# EXTRACTED TEXT
The Real Work of Understanding History
December 24, 2020
Liz Schley teaches advanced placement and college preparatory government at Basha High School in Chandler, Arizona. She also teaches American history to a select group of eighth graders in an accelerated middle school program situated at Basha. In recent years, Schley has participated in about ten of Ashbrook’s Teaching American History (TAH) seminars. She’s the kind of teacher who is constantly upping her game, and Ashbrook seminars push her to learn American history in greater depth and detail than she had time for during her Bachelor and Master’s studies in education at Northern Arizona University.
Ashbrook seminars model the study of history through primary documents—the firsthand accounts of those who lived in the past. How to teach students to read these documents is a problem Schley is addressing as she works to renew her certification by the National Board for Professional Teaching Standards—a process that highly motivated teachers choose to undergo.
Schley teaches her students to read documents multiple times, taking notes in layers, and to ask questions about passages they don’t understand. In the beginning of the year, she guides the class in annotating documents projected on a screen. From there, students progress to annotating in small groups, then finally to doing the work as homework assignments. Remembering how much she learns from the insights of other teachers during the Ashbrook seminars, Schley encourages students to ask classmates how they interpret difficult passages.
Still, it was only this March—during a TAH discussion of civil rights led by professor Peter Myers—that an idea struck Schley. “Why am I not doing this sort of seminar with my students?”
It wasn’t that she never asked students to discuss documents. She’d staged the kind of exercise education professionals encourage, the so-called “Socratic discussion.” In these highly structured events, students are judged for every idea they volunteer.
“Each student knows he has to speak three times during the discussion. They also think that what they say has to be right. They know the teacher has an objective and will make sure the discussion gets there.”
Schley prefers the very different design of Ashbrook seminars. Although highly knowledgeable, the university professor who facilitates discussion does not dismiss “incorrect” opinions. Speaking of Professor Scott Yenor, who led a seminar on the Civil War, Schley said: “He guided us to do our own thinking. He’d ask us, ‘Why do you think what you’ve just said—can you point to a particular section of the document, or to other readings you’ve done?’” As teachers went back to the text to look for evidence, and as they listened to others who pointed to different evidence, they often revised their thinking.
In late March, Schley asked her eighth graders to engage in what she calls “academic discussions” of primary documents bearing on race relations. She explained they’d be practicing a new skill—how to listen to what others say, how to respond to their ideas, and how to courteously disagree.

# AIM OF THE TASK
Write the next part of the article about Liz Schley's history teaching, picking up right after its last sentence. The listing has nothing to do with this work.

# INFORMATION PROVIDED
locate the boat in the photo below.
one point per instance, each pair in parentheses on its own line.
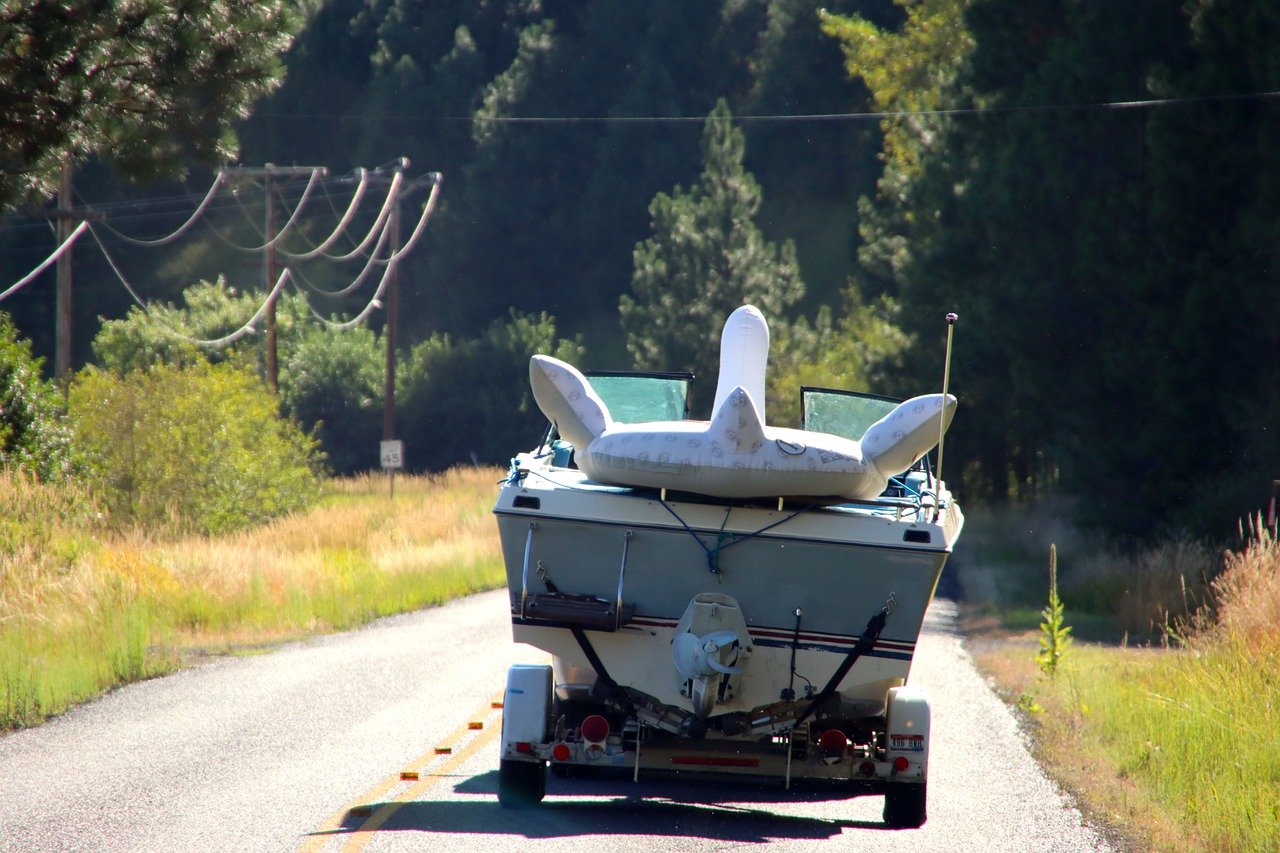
(722,597)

# ANSWER
During the first discussion, on a pre-Civil War essay by Frederick Douglass, some students hesitated to talk, while others spoke without thinking, forgetting to anchor their comments in the text. Schley led students in a five-minute debrief, asking them to think about how they could make the next discussion better. Then she assigned Martin Luther King’s “Letter from Birmingham Jail.” King wrote the letter to a group of Birmingham pastors who had written him, criticizing him as an outsider interfering in their local concerns. Students read both letters and spent a week annotating King’s response. They’d also read King’s “I Have a Dream” speech in their English class. They came to the discussion well prepared.
As they talked about King’s argument with his critics, students pulled out sentences from the two letters. The local pastors called the demonstrations King led “unwise and untimely;” while King argued that “justice delayed is justice denied.” King cited the brutal treatment of demonstrators by Birmingham police as evidence of injustice, while the pastors seemed to view the police actions as a reasonable response to disorder. “It seems like what you already believe will affect how you see the violence in this case,” one student said, drawing a connection to today’s demonstrations over police use of lethal force.
Another student wondered whether today’s demonstrations and those of 1963 were really similar. King followed a careful process, she noted. “He talked about the four basic steps in any protest: ‘collection of the facts; negotiation; self-purification; direct action,’” she read. “I wonder if demonstrators today really [follow those first three steps] before they take direct action?”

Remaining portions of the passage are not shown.